*Data extract:*
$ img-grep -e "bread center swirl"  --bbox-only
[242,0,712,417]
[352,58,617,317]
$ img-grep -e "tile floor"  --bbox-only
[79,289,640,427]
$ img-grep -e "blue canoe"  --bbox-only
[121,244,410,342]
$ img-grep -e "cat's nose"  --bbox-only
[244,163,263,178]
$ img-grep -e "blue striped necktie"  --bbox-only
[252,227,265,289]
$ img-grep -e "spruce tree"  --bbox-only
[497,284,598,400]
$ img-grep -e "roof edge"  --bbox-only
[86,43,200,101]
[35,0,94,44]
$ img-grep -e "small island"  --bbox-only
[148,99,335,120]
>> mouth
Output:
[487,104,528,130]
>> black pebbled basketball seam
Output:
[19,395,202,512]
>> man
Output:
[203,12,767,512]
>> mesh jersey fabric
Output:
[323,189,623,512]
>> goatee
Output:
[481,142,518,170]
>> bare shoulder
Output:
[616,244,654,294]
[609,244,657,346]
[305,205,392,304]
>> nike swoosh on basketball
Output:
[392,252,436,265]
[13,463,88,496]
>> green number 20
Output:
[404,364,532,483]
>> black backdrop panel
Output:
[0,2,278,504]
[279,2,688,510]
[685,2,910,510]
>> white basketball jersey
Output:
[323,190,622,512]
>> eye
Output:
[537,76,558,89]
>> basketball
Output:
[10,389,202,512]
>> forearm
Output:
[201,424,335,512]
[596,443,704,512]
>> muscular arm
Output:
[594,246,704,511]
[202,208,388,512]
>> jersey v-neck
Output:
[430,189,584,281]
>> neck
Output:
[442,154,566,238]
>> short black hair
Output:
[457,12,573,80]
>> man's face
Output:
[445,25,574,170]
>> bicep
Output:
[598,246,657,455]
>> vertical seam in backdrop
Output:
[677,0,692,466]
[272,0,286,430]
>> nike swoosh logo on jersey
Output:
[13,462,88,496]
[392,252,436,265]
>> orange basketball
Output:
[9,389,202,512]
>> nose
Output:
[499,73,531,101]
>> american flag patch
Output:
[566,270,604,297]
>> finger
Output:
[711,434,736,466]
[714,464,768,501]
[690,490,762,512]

*What you should do:* Reproduce the entire listing above, swapping each occurrence of "backdrop" for "background" and keeping everything else identical.

*Complete output:*
$ img-grep -e "bread center swirl"  --bbox-only
[242,0,712,417]
[352,58,617,317]
$ img-grep -e "tile floor"  --bbox-only
[79,289,640,427]
$ img-grep -e "blue canoe"  --bbox-only
[121,244,410,342]
$ img-grep -e "cat's nose"  --bbox-only
[244,163,263,178]
$ img-grep -e "blue striped necktie"  --bbox-only
[252,227,265,289]
$ img-grep -e "spruce tree"  --bbox-only
[497,284,598,400]
$ img-grep -e "roof edge"  --bbox-only
[86,43,200,101]
[35,0,94,44]
$ img-grep -e "small island"  --bbox-only
[148,99,335,120]
>> mouth
Output:
[487,104,528,130]
>> black pebbled basketball seam
Output:
[19,395,202,512]
>> man
Output:
[203,12,767,512]
>> mesh jersey fabric
Output:
[323,189,623,512]
>> goatee
Output:
[481,142,518,170]
>> bare shoulder
Output:
[616,244,654,294]
[609,244,657,346]
[305,205,392,304]
>> nike swoosh on basketball
Output:
[392,252,436,265]
[13,463,88,496]
>> green number 20
Output:
[404,364,532,483]
>> black background panel
Output:
[0,2,278,504]
[279,2,688,510]
[685,2,910,510]
>> white basketball jersey
Output:
[323,190,622,512]
>> eye
Output:
[537,76,558,89]
>> basketball
Output:
[10,389,202,512]
>> forearm
Output:
[201,424,335,512]
[596,443,704,512]
>> muscular arm
Output:
[594,246,704,511]
[202,208,388,512]
>> jersey v-neck
Output:
[430,189,584,281]
>> neck
Output:
[442,154,566,238]
>> short black hair
Output:
[457,12,573,80]
>> man's face
Output:
[445,25,574,170]
>> bicep
Output:
[598,246,657,455]
>> vertical seam in background
Output:
[677,0,692,466]
[272,0,286,430]
>> nike swoosh logo on jersey
Output:
[13,462,88,496]
[392,252,436,265]
>> orange basketball
Output:
[9,389,202,512]
>> nose
Output:
[499,73,531,101]
>> american flag patch
Output:
[566,270,604,297]
>> finger
Output:
[711,434,736,466]
[714,464,768,501]
[690,490,762,512]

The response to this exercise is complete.